## Stated goal 1
For each statement, say whether the post on prolific writing agrees with it. Answer yes or no and quote the words that decide it. (a) The writer considers authors who published only one or two stories lazy. (b) The writer especially enjoys one-hit wonders in literature. (c) The writer sometimes wonders whether a prolific author had a team.
## Stated goal 2
Summarize the post on prolific writing in two sentences.
## Stated goal 3
According to the post on prolific writing, why doesn't the writer blame authors who published only one or two stories for not writing more? Answer in one or two sentences.

Is it good to be prolific? -- Garbo
Recently, while going through the list of contributors for an anthology of 19th and 20th century authors, I ended up wading through a long list of works by each author. There were dozens and dozens of pieces of fiction, many I'd never heard anything about.
Some writers, in their lifetimes, had published one or two stories in magazines, and then nobody ever heard a word from them again until some literary detective found a 1929 mystery mag and discovered a treasure. For some reason, I especially enjoy the literary version of one-hit wonders.
And when I see one of those stories in a modern anthology, I never think "Why didn't you write more, you lazy bum?" because I assume they were living their lives. They had one or two stories to tell, and maybe would have done more but free hours and other resources were limited.
On the other hand, when author bios list the enormous output of someone who's done dozens of stories or even dozens of books, I find myself admiring their industry but also having some side thoughts. One of those, sometimes, is "Yes, but only the first, fourth, seventh, and ninth were good." And sometimes I wonder if this prolific person really did all the writing, or if they had a team. And even if they did write every word, how did life go on around them? Who paid the bills? Who fried the eggs? Who did the editing and proofreading? Was that a good thing for everybody?

## Given information
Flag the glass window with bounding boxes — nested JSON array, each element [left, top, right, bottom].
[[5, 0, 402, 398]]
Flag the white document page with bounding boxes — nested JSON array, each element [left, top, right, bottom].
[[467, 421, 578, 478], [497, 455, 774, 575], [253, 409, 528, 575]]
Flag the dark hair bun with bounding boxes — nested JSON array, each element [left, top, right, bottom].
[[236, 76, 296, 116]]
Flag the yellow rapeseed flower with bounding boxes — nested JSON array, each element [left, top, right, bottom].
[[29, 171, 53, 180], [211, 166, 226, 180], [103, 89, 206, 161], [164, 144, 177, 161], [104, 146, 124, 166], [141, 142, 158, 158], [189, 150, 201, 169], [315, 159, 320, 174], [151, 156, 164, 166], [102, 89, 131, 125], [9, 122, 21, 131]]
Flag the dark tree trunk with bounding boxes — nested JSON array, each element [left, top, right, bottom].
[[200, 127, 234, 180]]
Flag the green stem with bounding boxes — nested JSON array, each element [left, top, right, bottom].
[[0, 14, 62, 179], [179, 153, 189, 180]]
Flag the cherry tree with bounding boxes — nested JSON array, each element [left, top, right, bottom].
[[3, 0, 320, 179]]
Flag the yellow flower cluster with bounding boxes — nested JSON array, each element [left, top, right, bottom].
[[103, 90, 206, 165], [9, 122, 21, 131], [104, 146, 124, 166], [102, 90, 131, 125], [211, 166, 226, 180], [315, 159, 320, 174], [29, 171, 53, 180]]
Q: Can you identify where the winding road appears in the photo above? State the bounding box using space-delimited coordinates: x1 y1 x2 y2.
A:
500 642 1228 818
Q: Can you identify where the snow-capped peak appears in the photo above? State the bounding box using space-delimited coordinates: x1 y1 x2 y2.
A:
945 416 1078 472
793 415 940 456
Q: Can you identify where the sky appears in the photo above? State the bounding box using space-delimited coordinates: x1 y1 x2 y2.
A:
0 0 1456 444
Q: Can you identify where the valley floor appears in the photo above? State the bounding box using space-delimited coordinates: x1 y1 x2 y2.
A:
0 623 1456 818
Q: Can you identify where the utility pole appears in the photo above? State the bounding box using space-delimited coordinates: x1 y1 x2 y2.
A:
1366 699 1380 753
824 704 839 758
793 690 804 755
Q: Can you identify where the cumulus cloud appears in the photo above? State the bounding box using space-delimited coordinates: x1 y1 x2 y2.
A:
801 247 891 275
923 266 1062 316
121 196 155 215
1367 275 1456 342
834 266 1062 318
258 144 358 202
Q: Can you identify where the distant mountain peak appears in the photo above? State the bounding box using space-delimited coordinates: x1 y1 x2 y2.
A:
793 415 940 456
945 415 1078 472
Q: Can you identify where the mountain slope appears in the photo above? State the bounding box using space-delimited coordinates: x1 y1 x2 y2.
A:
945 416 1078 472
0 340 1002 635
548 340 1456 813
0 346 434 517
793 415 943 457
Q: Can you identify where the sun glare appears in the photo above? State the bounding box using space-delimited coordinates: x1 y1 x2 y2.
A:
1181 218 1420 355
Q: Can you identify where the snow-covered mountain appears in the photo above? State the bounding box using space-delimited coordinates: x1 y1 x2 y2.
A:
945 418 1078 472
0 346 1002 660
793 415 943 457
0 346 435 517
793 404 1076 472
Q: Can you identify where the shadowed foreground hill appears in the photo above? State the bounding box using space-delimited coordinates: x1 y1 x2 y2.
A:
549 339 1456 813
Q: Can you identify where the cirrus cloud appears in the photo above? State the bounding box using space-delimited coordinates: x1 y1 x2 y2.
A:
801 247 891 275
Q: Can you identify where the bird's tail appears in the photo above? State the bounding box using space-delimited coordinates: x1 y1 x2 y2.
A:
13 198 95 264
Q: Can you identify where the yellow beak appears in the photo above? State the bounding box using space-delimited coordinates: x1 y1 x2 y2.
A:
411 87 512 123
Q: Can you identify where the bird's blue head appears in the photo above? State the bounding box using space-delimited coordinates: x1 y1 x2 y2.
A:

## Exercise result 1
(a) No: "I never think "Why didn't you write more, you lazy bum?""
(b) Yes: "For some reason, I especially enjoy the literary version of one-hit wonders."
(c) Yes: "And sometimes I wonder if this prolific person really did all the writing, or if they had a team."

## Exercise result 2
While reading the contributor list for an anthology, the writer found many obscure works and admits a special fondness for authors who published only one or two stories, assuming they were busy living their lives. The writer admires authors with enormous output but also wonders whether only some of their work was good, whether they had help, and who handled the bills, cooking, and editing around them.

## Exercise result 3
The writer assumes these authors were living their lives. They had only one or two stories to tell, and their free hours and other resources were limited.